The task: Copy out the data below word for word, from the line containing "Where can you see the leafy" down to the line containing "point(200, 172)", including both of those lines.

Records supplied:
• • • • •
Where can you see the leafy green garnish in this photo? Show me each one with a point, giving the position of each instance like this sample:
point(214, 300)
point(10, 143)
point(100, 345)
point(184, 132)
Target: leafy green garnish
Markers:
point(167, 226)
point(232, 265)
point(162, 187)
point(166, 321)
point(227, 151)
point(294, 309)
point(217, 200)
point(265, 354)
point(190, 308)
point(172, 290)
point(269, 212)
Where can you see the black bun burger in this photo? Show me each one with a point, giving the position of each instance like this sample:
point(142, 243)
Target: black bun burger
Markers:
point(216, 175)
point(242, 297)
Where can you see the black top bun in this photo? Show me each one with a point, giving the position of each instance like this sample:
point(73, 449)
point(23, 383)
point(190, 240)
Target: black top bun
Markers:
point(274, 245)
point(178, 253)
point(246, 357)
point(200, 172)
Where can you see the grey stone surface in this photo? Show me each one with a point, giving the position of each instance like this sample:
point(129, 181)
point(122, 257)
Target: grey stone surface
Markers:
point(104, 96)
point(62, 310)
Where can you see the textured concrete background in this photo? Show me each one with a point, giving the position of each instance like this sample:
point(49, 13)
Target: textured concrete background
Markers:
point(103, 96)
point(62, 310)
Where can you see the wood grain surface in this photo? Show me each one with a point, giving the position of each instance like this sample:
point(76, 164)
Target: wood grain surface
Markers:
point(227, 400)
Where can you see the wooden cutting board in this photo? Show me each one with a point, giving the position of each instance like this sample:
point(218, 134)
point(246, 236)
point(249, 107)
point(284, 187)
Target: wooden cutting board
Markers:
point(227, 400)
• • • • •
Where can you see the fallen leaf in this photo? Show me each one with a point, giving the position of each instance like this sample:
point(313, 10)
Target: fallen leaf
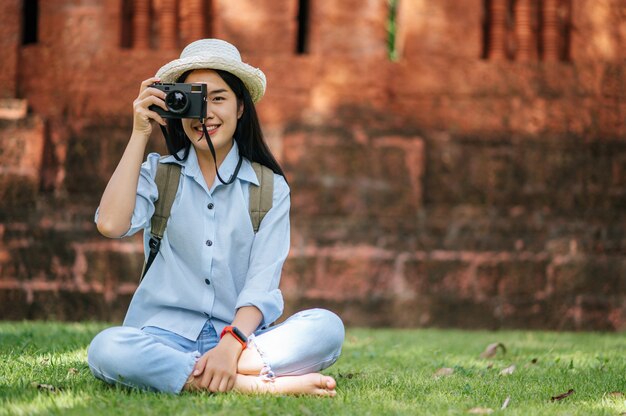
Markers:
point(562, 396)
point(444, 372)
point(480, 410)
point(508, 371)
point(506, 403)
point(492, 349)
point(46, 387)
• • • • •
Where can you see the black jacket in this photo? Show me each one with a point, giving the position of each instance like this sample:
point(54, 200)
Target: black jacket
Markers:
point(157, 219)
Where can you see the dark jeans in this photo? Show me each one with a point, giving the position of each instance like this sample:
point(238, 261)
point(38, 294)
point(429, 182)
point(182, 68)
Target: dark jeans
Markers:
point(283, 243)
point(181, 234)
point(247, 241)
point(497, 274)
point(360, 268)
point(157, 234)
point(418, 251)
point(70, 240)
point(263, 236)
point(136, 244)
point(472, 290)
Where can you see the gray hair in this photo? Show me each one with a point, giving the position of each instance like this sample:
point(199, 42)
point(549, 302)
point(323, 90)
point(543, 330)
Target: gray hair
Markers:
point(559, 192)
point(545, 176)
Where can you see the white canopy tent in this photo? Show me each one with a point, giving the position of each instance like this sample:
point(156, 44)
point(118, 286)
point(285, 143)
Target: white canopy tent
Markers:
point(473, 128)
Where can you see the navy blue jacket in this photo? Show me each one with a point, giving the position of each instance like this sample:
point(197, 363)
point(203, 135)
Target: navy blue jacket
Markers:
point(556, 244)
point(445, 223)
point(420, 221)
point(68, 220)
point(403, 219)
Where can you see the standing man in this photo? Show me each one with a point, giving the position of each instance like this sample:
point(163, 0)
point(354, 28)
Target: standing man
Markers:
• • • • •
Task result:
Where can you see the leafy green garnish in this photo? Show me each one with a point, giving the position of each instance like this sample:
point(214, 300)
point(10, 143)
point(100, 345)
point(184, 132)
Target: leafy green garnish
Markers:
point(167, 226)
point(232, 265)
point(162, 187)
point(166, 321)
point(227, 151)
point(294, 309)
point(217, 200)
point(265, 354)
point(190, 308)
point(172, 290)
point(269, 212)
Where can you see the black bun burger in this photo? Show me each one with a point, giving the position of each instance like this sample:
point(142, 243)
Target: black bun burger
Markers:
point(216, 175)
point(242, 297)
Where can you see the black top bun in this photo? Show me each one with a point, giving the position of each instance like this sample:
point(73, 449)
point(23, 383)
point(190, 240)
Target: black top bun
Markers:
point(274, 245)
point(178, 253)
point(246, 357)
point(200, 172)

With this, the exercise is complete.